Excerpts from a segmentation dataset:
┌────────

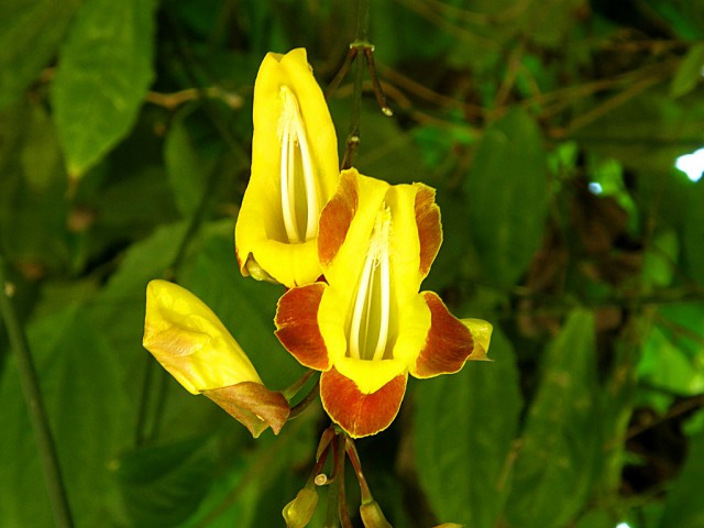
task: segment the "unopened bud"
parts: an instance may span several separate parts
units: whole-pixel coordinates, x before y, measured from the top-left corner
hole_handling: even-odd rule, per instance
[[[376,501],[363,503],[362,506],[360,506],[360,515],[364,528],[393,528],[388,520],[386,520],[386,517],[384,517],[382,507]]]
[[[316,506],[318,506],[318,493],[315,490],[304,487],[282,512],[287,528],[308,526],[312,514],[316,513]]]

└────────

### WHAT TO DO:
Please write out every line of the records again, requests included but pictures left out, and scale each polygon coordinate in the answers by 1.05, rounding to whole numbers with halves rounded up.

### THE RESULT:
task: segment the "unopened bud"
parts: an instance may span several separate parts
units: whole-pixel coordinates, x before y, measured from the top-left corner
hole_handling: even-odd rule, per instance
[[[395,526],[381,528],[380,531],[378,531],[378,541],[382,554],[413,554],[407,546],[405,546],[405,543],[403,543],[401,532]]]
[[[332,531],[334,531],[334,518],[331,515],[319,511],[296,538],[301,554],[323,552],[328,540],[332,539]]]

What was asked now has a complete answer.